EXERCISE BRIEF: The whole listing needs retyping exactly; keep the pictures out of it.

DATASET RECORDS:
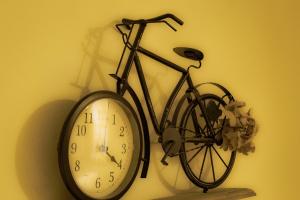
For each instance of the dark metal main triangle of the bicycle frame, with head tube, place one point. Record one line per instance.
(134, 57)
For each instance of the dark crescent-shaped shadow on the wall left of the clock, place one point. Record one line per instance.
(36, 156)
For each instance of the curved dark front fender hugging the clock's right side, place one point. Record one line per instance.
(146, 157)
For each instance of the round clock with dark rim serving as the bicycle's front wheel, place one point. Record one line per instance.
(100, 147)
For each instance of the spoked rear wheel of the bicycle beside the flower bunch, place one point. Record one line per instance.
(205, 163)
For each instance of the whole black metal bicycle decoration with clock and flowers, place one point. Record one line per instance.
(104, 140)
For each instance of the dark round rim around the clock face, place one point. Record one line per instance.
(63, 148)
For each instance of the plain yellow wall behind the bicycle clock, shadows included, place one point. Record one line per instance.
(251, 47)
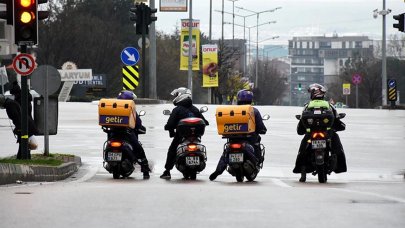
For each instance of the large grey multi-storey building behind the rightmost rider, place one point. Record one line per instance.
(319, 59)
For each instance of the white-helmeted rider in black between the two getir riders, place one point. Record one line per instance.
(184, 109)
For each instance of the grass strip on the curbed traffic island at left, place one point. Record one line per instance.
(38, 159)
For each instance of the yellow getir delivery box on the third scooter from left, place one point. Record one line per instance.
(235, 119)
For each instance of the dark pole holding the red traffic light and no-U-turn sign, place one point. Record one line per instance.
(24, 152)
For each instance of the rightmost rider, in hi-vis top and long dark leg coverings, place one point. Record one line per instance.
(317, 92)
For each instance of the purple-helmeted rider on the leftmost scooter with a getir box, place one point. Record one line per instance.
(138, 149)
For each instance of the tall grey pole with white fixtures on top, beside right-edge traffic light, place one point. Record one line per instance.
(383, 12)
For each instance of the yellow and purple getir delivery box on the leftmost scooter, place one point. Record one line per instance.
(116, 113)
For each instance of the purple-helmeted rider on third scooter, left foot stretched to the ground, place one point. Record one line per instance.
(245, 97)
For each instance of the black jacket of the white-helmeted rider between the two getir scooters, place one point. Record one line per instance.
(184, 109)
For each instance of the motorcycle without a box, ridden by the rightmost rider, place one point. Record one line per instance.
(318, 155)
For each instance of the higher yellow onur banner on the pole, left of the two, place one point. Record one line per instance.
(184, 44)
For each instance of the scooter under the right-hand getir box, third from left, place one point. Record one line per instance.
(240, 156)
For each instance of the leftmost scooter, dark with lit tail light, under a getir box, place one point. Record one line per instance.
(117, 151)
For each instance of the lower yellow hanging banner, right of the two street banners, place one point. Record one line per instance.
(210, 65)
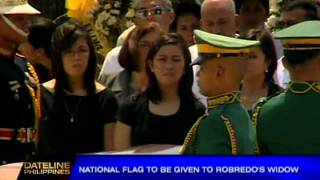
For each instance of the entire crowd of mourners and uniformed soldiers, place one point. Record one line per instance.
(210, 77)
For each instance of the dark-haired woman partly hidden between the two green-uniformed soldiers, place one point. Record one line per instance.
(258, 81)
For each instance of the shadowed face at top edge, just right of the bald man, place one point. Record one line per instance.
(252, 15)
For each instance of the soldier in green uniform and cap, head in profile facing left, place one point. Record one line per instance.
(226, 127)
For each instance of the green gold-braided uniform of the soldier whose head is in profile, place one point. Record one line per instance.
(226, 128)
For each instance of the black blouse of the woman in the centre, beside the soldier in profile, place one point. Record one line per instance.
(150, 128)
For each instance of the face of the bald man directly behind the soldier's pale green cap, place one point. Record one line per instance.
(218, 20)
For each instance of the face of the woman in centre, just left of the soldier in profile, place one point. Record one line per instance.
(168, 64)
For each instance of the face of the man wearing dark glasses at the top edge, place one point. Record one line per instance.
(153, 11)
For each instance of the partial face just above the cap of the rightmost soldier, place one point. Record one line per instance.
(289, 18)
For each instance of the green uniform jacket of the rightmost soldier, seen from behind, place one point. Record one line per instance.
(289, 123)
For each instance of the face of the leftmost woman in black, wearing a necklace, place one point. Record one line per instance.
(75, 60)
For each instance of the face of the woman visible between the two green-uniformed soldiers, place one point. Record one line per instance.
(257, 64)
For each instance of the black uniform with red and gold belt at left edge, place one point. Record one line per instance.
(17, 115)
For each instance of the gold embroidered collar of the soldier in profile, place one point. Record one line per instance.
(226, 98)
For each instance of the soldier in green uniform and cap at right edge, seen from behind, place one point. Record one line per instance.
(289, 123)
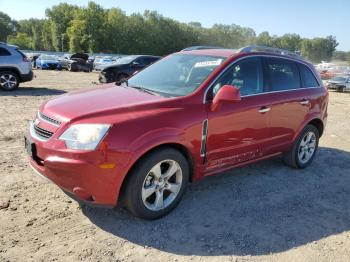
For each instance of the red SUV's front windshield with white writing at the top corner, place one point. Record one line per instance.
(176, 75)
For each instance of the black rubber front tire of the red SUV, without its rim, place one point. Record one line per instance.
(133, 198)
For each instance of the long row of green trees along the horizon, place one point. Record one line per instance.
(95, 29)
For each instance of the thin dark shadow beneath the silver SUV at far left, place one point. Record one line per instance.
(32, 91)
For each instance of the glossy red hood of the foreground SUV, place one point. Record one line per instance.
(99, 102)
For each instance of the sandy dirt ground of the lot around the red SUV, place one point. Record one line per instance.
(263, 212)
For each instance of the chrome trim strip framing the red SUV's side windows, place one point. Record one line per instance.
(274, 56)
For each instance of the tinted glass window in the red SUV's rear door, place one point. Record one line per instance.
(281, 74)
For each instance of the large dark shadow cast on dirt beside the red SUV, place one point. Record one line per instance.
(259, 209)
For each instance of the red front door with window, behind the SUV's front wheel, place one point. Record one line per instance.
(237, 132)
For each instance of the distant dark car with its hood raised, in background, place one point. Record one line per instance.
(76, 62)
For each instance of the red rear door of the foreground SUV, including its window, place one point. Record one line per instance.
(291, 88)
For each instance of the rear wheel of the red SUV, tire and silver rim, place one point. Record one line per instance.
(301, 156)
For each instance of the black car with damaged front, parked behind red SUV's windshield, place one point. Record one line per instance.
(125, 67)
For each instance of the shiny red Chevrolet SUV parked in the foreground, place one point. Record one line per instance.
(191, 114)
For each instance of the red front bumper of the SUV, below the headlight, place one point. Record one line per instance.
(81, 175)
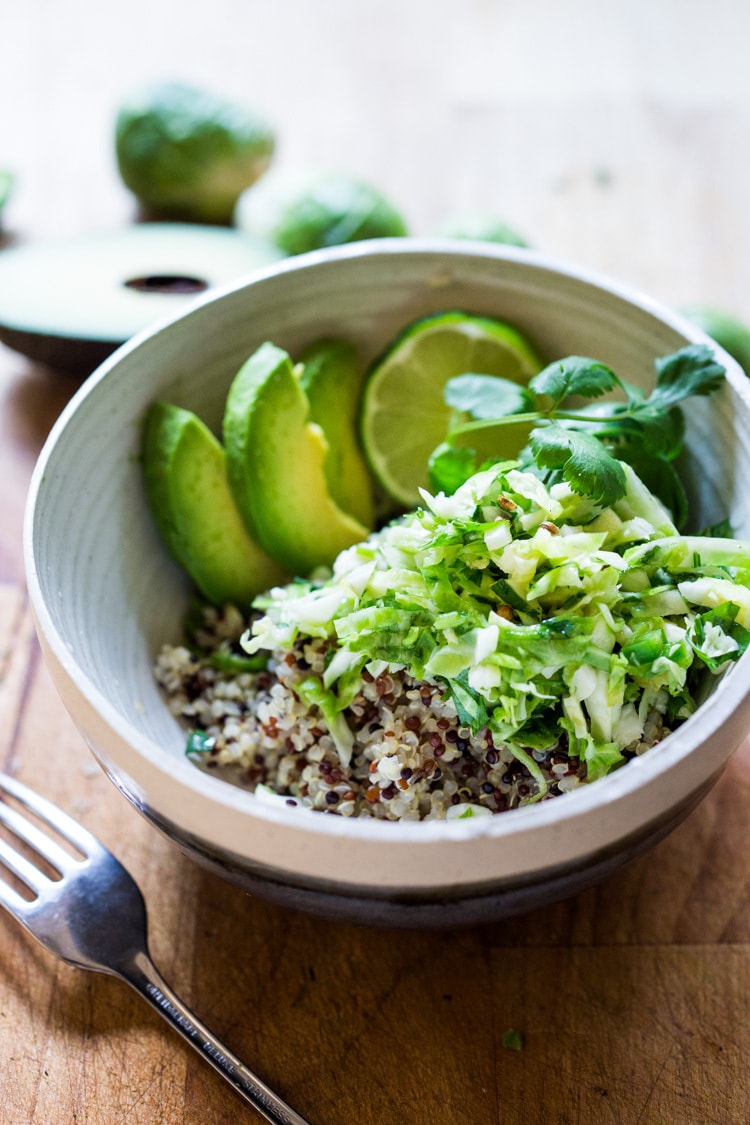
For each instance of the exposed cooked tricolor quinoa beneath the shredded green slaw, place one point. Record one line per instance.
(412, 760)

ANSWER SECTION:
For each instance of the dark metal main triangle of the bicycle frame, with head tube, place one point. Record one line per instance.
(134, 57)
For each instance of the dark crescent-shaped shadow on the wall left of the clock, place one point. Record one line per instance.
(36, 156)
For each instance of the curved dark front fender hugging the clock's right side, place one point. Record one line per instance.
(146, 157)
For each instance of the round clock with dark rim serving as the bicycle's front wheel, place one point. Record one line per instance.
(100, 147)
For each instance of the spoked rear wheel of the bicycle beside the flower bunch, place one point. Record one line per instance.
(205, 163)
For each instance of the whole black metal bicycle decoration with clock and flowers, place one point. Record one line per instance.
(104, 140)
For each instance of the dark round rim around the clock face, place one point. Record one line per instance.
(63, 148)
For each instance of the plain yellow wall behind the bicycle clock, shadows included, place one point. Record one line per instance.
(251, 47)
For each instance of the large grey multi-storey building behind the rightmost rider, place one point. Record one line per instance.
(319, 59)
For each instance of the white-helmeted rider in black between the two getir riders, place one point. Record one line per instance.
(184, 109)
For each instance of the grass strip on the curbed traffic island at left, place one point. Record one line per instance.
(38, 159)
For each instance of the yellow getir delivery box on the third scooter from left, place one point. Record one line per instance.
(235, 119)
For each instance of the dark pole holding the red traffic light and no-U-turn sign, place one point. Record one line per instance.
(24, 152)
For each instance of the rightmost rider, in hi-vis top and long dark leg coverings, place one point. Record one line per instance.
(317, 92)
For each instance of the purple-helmeted rider on the leftmost scooter with a getir box, place one point. Record one line per instance.
(138, 149)
For each instance of the tall grey pole with white fixtures on top, beside right-edge traffic light, place one point. Record one line per instance.
(383, 12)
For each instance of the yellow and purple getir delivery box on the leftmost scooter, place one point. Record one line per instance.
(116, 113)
For each instance of the purple-helmeted rider on third scooter, left foot stretched to the ground, place one point. Record one line per instance.
(245, 97)
For each instance of the black jacket of the white-helmeted rider between the two getir scooters, place one point. Record one line per instance.
(184, 109)
For each instance of the motorcycle without a box, ridden by the rightmost rider, place one point. Record one line per instance.
(318, 155)
For each instance of the higher yellow onur banner on the pole, left of the two, place one point. Record one line per instance.
(184, 44)
For each instance of the scooter under the right-hand getir box, third from left, place one point. Record one line per instance.
(240, 156)
For each instance of the leftmost scooter, dark with lit tail light, under a getir box, place one point. Record one line per instance.
(117, 151)
For each instance of the lower yellow hanging banner, right of the two street banners, place one point. Record one line per instance.
(210, 65)
For each instance of the entire crowd of mourners and uniformed soldiers, place one point. Record one line per instance.
(210, 77)
For each instance of the dark-haired woman partly hidden between the two green-uniformed soldiers, place one point. Record one line per instance.
(258, 81)
For each instance of the shadowed face at top edge, just right of the bald man, place one point. Record one line per instance.
(252, 15)
For each instance of the soldier in green uniform and cap, head in profile facing left, place one point. Record one line per instance.
(226, 127)
For each instance of the green gold-braided uniform of the soldier whose head is in profile, place one point. Record one line per instance.
(226, 128)
For each instance of the black blouse of the woman in the centre, beside the soldier in profile, place one point. Record one line per instance.
(150, 128)
For each instance of the face of the bald man directly behind the soldier's pale green cap, place one point. Record one line per instance.
(218, 20)
For each instance of the face of the woman in centre, just left of the soldier in profile, place one point. Record one line per instance.
(168, 64)
For each instance of the face of the man wearing dark glasses at the top edge, place one point. Record one line per instance.
(153, 11)
For each instance of the partial face just above the cap of the rightmost soldier, place one point. Record one line per instance.
(289, 18)
For each instance of the green uniform jacket of the rightmost soldier, seen from behind, place one point. Record one line per instance.
(289, 123)
For each instance of the face of the leftmost woman in black, wearing a necklace, place one point. Record one line per instance.
(75, 60)
For each instance of the face of the woman visible between the two green-uniformed soldiers, place one point. Record one line per instance.
(257, 64)
For each instance of the black uniform with red and gold belt at left edge, place one point. Record one line per instance.
(17, 115)
For each instance of the gold embroidered collar of the soldier in profile, place one point. Record one line per instance.
(226, 98)
For each instance of the soldier in green uniform and cap at right edge, seen from behind, place one point. Record one line per instance.
(289, 123)
For each instance of the red SUV's front windshield with white writing at the top corner, place one point. Record one line per instance.
(176, 75)
For each instance of the black rubber front tire of the red SUV, without its rim, place one point. Record one line per instance.
(133, 198)
For each instance of the long row of green trees along the horizon, place one point. Record one line per instance.
(95, 29)
For each instance of the thin dark shadow beneath the silver SUV at far left, place one point. Record one line per instance.
(32, 91)
For each instance of the glossy red hood of the foreground SUV, place one point. Record one line per instance.
(99, 102)
For each instance of the sandy dirt ground of the lot around the red SUV, place one point. Record one line per instance.
(263, 212)
For each instance of the chrome trim strip framing the red SUV's side windows, place one point. Record one line per instance.
(274, 56)
For each instance of the tinted glass window in the red SUV's rear door, place one point. Record one line per instance.
(281, 74)
For each instance of the large dark shadow cast on dirt beside the red SUV, place one point. Record one line per instance.
(259, 209)
For each instance of the red front door with window, behind the SUV's front wheel, place one point. Record one line per instance.
(237, 132)
For each instance of the distant dark car with its hood raised, in background, place one point. Record one line per instance.
(76, 62)
For each instance of the red rear door of the foreground SUV, including its window, place one point. Record one line per instance.
(291, 88)
For each instance of the rear wheel of the red SUV, tire and silver rim, place one point. Record one line per instance.
(301, 156)
For each instance of the black car with damaged front, parked behind red SUV's windshield, place one point. Record one line per instance.
(125, 67)
For each instance of the shiny red Chevrolet SUV parked in the foreground, place one point. Record one line per instance.
(191, 114)
For each instance of the red front bumper of the SUV, below the headlight, place one point. Record one line per instance.
(81, 175)
For each instance of the exposed cooked tricolor quinoa beneath the shredded green slaw, place one point. Record one line per instance.
(412, 760)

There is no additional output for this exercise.